Excerpt –
Mr Isaacs - That is too thin.

Mr REID - The honorable and learned member is and always has been too slim, but slim as he may be-: -

Mr Isaacs - Oh !

Mr REID - Well, I cannot take him for an apostle yet. The honorable and learned member - I do not say in any large way, but within the range of his powers - is one of the most astute and clever men in the public life of this country in one respect, in his ability to remove, obstacles from his own path. On this occasion he had only one little obstacle in his path to prevent him from freely discussing this great national matter, as he puts it, and yet 'he has deliberately kept his notice of motion on the business-paper, so that he may not fully discuss his complaint against the Government. If he has the overwhelming current of the milk of human kindness in his nature, which we are all proud to see even in distinguished legal luminaries, one would have thought that this impulse of tenderness for starving industries would have led him to remove the obstacle which prevents him from telling us about them, and from making an appeal, not on account of this or that catchword in party politics, but on the honest merits of his case, the hardships which these industries are suffering. I suppose that whatever our fiscal faith may be, we have not become so entirely hardened that we can listen to genuine tales of hardship and distress in a callous spirit. The marvellous thing about this little, manufactured, tin-pot crisis in the corner is that, if there is any real human distress behind it, no one has had the courage to mention one of the suffering industries. If there are starving working men clamouring for relief, why has not some honorable member opposite had the courage to put his finger on the industry which is suffering?

Mr Isaacs - A partisan member?

Mr REID - I was going to say that the honorable and learned member is not a partisan, but I cannot honestly say that. May I suggest, however, that even if a member is a partisan, there is nothing to prevent him from telling us, in the interests of suffering humanity, about the industries which are being starved?

Parts of the exercise –
**1)** In the debate excerpt, what does Mr Reid say Mr Isaacs has deliberately kept on the business-paper?
**2)** Condense the paragraph of the debate excerpt that begins "Well, I cannot take him for an apostle yet" into a short bulleted list that keeps its main points.

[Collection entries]

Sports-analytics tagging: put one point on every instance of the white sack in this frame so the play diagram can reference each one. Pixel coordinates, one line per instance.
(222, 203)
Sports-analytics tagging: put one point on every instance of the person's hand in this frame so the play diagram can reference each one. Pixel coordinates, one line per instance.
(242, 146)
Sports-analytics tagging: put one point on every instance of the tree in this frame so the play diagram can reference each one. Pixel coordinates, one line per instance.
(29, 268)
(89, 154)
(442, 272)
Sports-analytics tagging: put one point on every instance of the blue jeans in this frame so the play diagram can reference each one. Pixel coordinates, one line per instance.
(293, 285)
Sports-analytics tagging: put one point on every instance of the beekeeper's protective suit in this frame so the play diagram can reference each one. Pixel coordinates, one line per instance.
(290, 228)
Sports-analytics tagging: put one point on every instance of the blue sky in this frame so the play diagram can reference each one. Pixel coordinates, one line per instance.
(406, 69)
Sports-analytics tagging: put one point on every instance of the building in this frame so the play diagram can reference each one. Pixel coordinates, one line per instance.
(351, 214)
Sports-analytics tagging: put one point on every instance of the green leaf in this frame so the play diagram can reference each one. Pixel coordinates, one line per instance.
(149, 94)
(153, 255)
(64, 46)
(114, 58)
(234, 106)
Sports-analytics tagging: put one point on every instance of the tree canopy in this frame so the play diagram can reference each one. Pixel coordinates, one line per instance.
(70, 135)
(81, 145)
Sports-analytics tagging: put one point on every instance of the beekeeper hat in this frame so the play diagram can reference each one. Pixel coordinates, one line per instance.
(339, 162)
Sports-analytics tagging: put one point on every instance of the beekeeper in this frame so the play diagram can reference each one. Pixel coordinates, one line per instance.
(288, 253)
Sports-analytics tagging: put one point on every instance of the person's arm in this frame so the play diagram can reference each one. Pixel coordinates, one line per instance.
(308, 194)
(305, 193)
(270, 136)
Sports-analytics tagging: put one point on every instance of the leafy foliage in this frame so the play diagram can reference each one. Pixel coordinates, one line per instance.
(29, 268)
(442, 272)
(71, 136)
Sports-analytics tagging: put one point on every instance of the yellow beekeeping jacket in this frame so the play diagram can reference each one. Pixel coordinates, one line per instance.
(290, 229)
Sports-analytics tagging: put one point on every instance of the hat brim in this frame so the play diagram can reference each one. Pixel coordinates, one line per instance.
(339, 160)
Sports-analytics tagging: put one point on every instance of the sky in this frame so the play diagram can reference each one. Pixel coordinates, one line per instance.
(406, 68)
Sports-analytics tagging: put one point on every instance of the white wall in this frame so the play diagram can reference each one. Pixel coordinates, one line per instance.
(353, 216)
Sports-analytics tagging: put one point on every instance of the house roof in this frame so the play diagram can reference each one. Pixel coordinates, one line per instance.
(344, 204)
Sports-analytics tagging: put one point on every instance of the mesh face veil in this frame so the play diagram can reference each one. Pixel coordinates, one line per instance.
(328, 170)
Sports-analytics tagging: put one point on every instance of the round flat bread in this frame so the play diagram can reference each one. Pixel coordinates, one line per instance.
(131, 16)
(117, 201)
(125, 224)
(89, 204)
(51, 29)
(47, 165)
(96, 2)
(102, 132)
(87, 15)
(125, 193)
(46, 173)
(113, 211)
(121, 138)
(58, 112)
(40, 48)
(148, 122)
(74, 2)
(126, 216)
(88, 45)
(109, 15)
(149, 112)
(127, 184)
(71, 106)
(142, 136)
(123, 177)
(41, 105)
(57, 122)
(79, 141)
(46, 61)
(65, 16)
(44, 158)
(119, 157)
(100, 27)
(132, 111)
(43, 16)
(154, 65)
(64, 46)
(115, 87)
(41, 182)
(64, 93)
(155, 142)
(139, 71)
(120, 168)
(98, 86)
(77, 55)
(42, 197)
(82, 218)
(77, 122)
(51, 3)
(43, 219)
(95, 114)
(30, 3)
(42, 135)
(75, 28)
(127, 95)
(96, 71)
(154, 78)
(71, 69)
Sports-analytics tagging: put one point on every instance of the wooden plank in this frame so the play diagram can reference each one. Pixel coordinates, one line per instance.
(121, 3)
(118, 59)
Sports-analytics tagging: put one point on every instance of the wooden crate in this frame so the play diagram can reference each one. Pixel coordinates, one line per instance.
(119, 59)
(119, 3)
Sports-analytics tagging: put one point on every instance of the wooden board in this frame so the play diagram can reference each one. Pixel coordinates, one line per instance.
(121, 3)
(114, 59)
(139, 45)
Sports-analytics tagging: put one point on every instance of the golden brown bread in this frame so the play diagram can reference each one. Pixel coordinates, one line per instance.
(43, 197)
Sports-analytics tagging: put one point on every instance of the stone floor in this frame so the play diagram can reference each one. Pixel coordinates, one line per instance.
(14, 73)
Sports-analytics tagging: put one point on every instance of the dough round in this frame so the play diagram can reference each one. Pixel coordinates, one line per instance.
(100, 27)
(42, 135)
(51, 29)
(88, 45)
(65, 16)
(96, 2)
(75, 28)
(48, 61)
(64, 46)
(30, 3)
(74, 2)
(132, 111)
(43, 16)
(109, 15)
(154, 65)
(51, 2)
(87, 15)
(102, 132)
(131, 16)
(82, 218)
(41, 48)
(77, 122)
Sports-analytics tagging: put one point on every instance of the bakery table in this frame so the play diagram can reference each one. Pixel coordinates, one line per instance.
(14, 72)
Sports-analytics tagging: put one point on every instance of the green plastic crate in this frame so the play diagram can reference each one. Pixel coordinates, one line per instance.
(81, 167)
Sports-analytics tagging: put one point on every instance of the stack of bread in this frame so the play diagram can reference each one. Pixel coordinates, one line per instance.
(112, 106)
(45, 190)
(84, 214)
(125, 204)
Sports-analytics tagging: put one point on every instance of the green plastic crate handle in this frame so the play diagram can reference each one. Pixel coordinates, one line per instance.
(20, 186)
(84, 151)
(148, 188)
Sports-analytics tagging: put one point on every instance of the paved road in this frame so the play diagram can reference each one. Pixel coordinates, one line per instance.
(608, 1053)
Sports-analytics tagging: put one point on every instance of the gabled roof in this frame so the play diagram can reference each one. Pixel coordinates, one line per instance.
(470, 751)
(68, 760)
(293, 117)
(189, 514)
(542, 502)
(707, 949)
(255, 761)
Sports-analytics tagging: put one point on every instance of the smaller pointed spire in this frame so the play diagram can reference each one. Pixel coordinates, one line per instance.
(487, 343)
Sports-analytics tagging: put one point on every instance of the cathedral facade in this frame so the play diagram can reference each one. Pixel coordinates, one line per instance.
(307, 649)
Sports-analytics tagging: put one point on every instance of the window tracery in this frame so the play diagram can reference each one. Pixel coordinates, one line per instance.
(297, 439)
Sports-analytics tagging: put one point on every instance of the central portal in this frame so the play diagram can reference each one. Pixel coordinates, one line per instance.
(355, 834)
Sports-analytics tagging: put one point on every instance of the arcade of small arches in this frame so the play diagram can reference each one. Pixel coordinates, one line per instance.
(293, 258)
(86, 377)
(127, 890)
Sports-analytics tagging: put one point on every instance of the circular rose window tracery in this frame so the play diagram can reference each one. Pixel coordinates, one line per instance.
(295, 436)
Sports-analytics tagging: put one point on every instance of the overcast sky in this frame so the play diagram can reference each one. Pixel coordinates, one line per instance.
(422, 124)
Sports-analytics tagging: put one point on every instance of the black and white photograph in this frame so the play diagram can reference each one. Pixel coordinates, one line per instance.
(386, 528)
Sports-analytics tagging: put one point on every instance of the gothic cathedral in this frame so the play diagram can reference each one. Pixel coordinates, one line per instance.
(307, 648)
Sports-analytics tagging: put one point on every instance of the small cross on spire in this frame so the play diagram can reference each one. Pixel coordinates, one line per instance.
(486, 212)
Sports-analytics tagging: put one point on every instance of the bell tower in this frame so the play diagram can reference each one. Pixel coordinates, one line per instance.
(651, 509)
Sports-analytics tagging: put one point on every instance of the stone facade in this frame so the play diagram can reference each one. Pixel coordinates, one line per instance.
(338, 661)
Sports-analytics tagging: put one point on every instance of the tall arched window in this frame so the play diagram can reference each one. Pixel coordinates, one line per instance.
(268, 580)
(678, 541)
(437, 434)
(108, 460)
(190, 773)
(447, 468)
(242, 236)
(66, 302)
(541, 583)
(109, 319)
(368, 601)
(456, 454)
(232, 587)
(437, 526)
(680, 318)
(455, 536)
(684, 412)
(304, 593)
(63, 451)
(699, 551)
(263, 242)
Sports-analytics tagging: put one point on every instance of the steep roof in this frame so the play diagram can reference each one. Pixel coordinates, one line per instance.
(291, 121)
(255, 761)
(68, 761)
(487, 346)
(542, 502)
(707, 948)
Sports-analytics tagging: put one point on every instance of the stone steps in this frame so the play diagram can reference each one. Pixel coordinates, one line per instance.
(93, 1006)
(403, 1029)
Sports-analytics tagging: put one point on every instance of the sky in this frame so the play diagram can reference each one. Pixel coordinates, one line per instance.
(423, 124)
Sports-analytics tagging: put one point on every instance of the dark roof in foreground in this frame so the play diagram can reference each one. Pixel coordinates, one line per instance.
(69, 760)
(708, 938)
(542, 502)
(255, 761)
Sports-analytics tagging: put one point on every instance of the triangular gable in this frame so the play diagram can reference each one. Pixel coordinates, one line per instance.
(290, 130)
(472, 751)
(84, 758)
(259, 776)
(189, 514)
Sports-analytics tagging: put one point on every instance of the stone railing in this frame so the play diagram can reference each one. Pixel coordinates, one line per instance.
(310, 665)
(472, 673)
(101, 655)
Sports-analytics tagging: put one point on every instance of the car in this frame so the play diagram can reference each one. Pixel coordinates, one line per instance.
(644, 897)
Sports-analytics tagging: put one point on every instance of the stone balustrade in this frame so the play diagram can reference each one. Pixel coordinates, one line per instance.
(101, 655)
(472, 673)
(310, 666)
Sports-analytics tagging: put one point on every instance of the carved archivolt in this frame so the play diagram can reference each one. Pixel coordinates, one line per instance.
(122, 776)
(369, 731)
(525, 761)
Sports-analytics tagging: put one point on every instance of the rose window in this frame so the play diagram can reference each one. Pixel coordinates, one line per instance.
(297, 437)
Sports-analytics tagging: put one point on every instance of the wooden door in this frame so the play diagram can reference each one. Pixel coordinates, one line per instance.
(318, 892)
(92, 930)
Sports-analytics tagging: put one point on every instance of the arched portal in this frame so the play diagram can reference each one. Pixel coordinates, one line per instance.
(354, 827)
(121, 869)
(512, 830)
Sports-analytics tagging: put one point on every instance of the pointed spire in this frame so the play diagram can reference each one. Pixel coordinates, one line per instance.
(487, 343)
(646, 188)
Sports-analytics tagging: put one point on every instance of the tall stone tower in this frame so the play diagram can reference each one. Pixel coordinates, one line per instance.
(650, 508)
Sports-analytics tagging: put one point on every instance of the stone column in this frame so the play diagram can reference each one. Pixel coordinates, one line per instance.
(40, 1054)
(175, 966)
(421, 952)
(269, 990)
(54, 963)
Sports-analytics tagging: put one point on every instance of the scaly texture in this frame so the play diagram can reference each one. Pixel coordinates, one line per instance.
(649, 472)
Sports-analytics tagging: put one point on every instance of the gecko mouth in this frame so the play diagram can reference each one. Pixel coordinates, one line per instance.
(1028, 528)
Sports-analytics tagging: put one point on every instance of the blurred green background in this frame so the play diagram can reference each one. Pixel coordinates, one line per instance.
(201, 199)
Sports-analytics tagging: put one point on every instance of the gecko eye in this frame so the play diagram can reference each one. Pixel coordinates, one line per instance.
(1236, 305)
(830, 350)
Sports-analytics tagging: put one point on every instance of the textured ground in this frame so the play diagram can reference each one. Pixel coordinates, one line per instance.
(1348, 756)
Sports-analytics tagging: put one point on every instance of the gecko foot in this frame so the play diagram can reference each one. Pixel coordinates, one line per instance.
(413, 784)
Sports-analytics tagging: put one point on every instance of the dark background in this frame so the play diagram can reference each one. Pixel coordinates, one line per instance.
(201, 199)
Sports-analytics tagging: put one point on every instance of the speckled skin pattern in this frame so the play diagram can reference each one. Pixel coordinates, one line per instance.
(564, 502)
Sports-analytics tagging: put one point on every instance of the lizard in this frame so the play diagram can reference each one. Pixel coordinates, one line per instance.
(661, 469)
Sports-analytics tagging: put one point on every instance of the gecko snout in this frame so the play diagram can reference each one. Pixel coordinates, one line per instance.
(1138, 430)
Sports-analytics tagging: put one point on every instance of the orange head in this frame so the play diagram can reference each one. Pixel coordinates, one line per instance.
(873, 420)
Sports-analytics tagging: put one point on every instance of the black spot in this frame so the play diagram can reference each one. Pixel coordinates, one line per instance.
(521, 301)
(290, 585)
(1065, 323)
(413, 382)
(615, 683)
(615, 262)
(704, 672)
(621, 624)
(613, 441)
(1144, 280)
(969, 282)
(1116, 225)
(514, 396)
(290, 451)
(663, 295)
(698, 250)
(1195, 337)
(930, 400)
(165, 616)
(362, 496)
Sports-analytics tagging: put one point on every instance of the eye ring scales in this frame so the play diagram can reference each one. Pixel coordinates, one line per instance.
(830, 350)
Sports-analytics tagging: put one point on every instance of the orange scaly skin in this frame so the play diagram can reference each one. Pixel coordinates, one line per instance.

Exercise results –
**1)** His notice of motion.

**2)**
- Mr Reid will not yet regard Mr Isaacs as an apostle. Within the range of his powers, Isaacs is one of the most astute and clever men in the country's public life at removing obstacles from his own path.
- Only one small obstacle kept him from freely discussing this matter. Still, he deliberately left his notice of motion on the business-paper, so he cannot fully discuss his complaint against the Government.
- If he truly felt tenderness for starving industries, he would have removed that obstacle. He could then have described their hardships on the honest merits of his case rather than on party catchwords.
- Whatever their fiscal faith, members are not so hardened that they would hear genuine tales of distress callously.
- In this "manufactured, tin-pot crisis," no one has had the courage to name a single suffering industry. No honorable member opposite has pointed to the industry where working men are said to be starving.